Set of tasks –
**a.** Reproduce everything from "AI assisted programming" down to "changes on top." in the passage on AI-assisted programming, swapping "progress log" for "progress file".
**b.** Write the next part of the passage on AI-assisted programming, picking up after its final sentence.

Document –
Keep it boring. You want a new session to skim 20 lines and immediately know where to start. The progress file is not documentation. It is shift notes.
3) An init script that makes the environment reproducible
Your init script (commonly init.sh) is the antidote to “it works on my machine.” It should do the minimum to start the project, run migrations or seed data, and kick off a basic smoke test.
If you follow the spirit of the Twelve-Factor App approach, the script should rely on environment configuration and keep the app process model simple. That makes it easier for an agent to run, and easier for you to run in CI later.
This is also where a real backend platform helps. When the backend is already provisioned, the init path is short. You are not asking the agent to install, configure, and secure a database server. You are asking it to connect to a backend that already exists.
AI assisted programming across context windows: the incremental loop
Once the initializer artifacts exist, every coding session should follow the same loop. The loop is intentionally repetitive because repetition is what makes sessions resumable.
Start by grounding yourself in the repo state. Read the progress log, scan recent commits, and confirm the feature list still matches the product goal. Then run init.sh and execute a smoke test before touching code. This catches “broken baseline” problems early, before you pile new changes on top.

Given data –

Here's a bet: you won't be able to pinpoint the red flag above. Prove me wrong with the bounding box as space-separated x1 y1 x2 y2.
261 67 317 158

Outputs –
**a.**
AI assisted programming across context windows: the incremental loop
Once the initializer artifacts exist, every coding session should follow the same loop. The loop is intentionally repetitive because repetition is what makes sessions resumable.
Start by grounding yourself in the repo state. Read the progress file, scan recent commits, and confirm the feature list still matches the product goal. Then run init.sh and execute a smoke test before touching code. This catches “broken baseline” problems early, before you pile new changes on top.

**b.**
Only then do you pick a single failing feature. Implement it in the smallest change set you can. Test it like a user. Update the feature list to mark it passing. Add a concise progress note. Commit.
That last part matters. A git commit is not just version control. It is your rollback and your memory boundary. The official git commit documentation is not glamorous, but the discipline it enables is exactly what long-running agent work needs. If a session goes off the rails, you can reset to the last known good commit without debate.
A small session checklist you can reuse
Keep this near your prompt template and near your repo README. Short, boring, consistent.
- Confirm you are in the expected directory and repo.
- Read the progress log, then read the last 10 to 20 commits.
- Run init.sh, then run the smoke test before making changes.
- Choose exactly one feature whose passes flag is false.
- Implement the change, then test end-to-end.
- Update passes to true only after testing, write a progress note, and commit with a descriptive message.
This is the part most “ai that can code” demos skip. They show generation. They do not show continuity.
Testing: stop trusting green unit tests when the user flow is broken
Long-running agents have a predictable testing failure mode: they “verify” by running a linter, maybe a unit test, maybe a single API call, and then they claim completion. That is better than nothing, but it does not tell you if the feature works end-to-end.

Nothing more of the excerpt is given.